WHAT THE EXERCISE ASKS:
Select all lines holding the word "below" from the entries that follow.

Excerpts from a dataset
=======

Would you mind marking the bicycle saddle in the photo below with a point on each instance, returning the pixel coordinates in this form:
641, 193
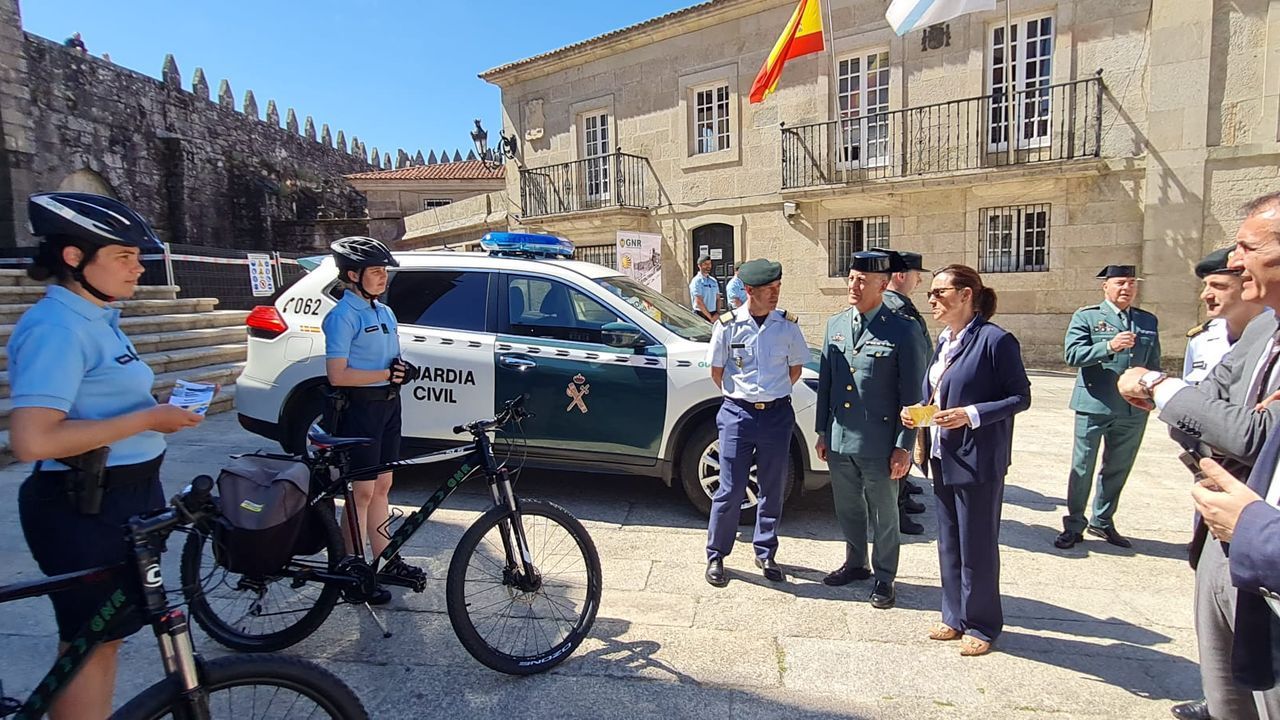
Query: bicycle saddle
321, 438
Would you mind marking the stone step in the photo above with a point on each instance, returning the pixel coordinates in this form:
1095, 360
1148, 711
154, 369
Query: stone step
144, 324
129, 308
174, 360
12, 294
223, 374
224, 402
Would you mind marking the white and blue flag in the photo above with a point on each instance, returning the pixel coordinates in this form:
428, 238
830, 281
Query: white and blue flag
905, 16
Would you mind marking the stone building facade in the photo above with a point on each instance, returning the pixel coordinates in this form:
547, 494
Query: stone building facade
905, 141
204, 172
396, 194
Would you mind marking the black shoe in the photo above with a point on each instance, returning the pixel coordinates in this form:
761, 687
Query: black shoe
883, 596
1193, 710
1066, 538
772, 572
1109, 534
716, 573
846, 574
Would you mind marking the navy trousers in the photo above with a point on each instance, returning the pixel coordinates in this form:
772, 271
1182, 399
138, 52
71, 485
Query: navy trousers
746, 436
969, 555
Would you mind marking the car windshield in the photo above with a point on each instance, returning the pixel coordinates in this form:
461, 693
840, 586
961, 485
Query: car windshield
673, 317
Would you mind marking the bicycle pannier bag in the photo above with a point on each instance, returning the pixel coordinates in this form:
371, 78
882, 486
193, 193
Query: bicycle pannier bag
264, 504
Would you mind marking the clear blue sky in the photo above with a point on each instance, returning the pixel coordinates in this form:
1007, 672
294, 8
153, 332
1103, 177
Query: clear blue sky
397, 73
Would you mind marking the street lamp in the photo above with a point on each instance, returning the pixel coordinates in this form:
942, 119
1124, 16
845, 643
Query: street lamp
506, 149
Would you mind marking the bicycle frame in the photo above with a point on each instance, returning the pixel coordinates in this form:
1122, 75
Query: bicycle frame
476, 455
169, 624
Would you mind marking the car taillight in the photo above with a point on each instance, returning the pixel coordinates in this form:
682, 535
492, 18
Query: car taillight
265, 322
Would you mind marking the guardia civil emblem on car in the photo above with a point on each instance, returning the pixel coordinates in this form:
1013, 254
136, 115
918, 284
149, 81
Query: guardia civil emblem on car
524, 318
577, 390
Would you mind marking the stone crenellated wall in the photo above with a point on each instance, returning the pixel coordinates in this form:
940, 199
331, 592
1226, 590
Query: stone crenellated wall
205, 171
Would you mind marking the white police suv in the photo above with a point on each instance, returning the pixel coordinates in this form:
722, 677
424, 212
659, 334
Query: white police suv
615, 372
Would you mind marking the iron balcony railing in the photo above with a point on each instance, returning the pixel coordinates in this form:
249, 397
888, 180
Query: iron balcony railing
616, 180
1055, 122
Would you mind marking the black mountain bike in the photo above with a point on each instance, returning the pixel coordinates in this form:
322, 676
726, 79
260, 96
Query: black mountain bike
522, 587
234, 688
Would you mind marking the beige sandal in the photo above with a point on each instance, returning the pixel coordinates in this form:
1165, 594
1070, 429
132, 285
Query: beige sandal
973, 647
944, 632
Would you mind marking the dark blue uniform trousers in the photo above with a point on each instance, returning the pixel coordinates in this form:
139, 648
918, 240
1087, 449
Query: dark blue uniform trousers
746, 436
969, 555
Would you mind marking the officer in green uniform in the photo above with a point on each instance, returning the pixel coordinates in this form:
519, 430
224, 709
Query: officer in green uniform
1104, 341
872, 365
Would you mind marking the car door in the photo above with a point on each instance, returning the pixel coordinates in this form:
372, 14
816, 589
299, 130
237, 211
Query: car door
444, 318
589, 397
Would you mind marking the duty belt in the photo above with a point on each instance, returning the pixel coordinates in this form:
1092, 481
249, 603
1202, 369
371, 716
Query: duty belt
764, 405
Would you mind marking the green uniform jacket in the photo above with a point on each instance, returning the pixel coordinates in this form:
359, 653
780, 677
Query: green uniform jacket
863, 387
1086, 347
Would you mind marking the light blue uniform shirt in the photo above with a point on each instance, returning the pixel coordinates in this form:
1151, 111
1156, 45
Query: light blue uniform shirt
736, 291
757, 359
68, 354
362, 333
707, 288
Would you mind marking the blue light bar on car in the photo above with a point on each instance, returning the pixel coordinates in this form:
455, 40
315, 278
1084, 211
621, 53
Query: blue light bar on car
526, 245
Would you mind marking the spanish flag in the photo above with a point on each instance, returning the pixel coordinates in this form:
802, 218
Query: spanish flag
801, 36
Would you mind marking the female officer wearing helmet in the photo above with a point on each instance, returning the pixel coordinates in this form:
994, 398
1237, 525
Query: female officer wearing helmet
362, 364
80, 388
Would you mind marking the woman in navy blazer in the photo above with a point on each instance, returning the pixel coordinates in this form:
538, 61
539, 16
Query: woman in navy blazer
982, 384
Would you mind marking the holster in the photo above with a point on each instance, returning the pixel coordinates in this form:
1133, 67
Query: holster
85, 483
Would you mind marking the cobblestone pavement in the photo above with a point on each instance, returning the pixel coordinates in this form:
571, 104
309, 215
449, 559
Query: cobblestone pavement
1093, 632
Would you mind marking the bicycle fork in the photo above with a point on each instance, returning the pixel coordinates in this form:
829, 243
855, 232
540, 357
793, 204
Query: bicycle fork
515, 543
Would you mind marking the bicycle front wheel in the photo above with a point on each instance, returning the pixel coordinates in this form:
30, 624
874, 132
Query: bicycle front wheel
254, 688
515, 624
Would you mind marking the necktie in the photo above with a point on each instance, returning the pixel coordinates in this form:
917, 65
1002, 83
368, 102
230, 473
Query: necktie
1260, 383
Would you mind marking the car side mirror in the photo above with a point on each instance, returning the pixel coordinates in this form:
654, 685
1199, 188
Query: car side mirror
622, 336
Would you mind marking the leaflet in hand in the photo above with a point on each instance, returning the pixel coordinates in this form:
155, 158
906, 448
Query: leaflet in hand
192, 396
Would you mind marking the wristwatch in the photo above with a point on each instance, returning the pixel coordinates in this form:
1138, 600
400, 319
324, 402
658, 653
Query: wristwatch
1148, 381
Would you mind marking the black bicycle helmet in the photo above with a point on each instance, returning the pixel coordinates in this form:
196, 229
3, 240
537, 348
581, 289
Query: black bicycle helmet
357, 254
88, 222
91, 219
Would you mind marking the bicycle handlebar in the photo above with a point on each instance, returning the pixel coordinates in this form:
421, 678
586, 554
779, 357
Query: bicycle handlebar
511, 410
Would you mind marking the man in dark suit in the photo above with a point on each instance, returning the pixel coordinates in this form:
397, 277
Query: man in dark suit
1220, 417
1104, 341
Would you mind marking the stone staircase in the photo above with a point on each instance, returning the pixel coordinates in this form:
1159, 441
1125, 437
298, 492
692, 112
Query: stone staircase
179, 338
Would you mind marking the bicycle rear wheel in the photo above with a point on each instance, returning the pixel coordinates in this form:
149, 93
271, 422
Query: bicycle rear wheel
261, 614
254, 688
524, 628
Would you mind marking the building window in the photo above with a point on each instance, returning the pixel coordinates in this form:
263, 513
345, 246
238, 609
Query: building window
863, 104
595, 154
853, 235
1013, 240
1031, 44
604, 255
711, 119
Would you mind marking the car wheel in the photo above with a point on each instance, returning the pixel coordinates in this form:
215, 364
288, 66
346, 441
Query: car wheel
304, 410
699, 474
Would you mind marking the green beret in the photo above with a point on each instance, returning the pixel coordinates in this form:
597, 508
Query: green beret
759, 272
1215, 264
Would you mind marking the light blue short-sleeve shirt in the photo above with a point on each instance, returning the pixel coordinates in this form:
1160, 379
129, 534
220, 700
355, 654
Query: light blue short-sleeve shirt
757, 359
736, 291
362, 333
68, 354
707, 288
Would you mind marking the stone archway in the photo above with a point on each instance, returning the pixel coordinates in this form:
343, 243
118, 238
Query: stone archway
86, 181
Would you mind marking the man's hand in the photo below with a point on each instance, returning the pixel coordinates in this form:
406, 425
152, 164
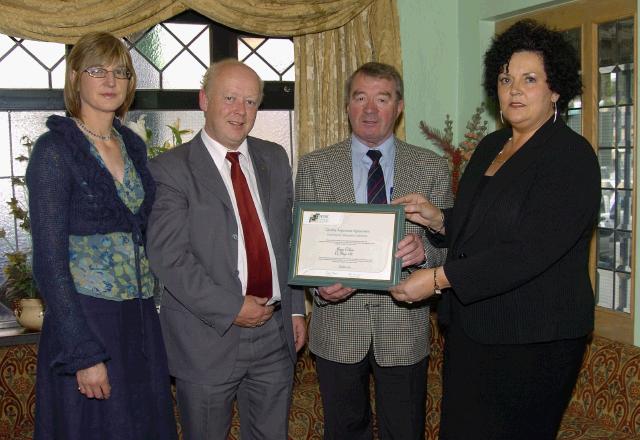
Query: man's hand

=======

RESULT OF THIS TASK:
Would you mind marking the bicycle saddle in the photo below with a point on each instance, returning the pixel coordinates in this form:
Would you mind marking the man's hand in the photo below with a point on each instance, returning the pixel coordinates in this form:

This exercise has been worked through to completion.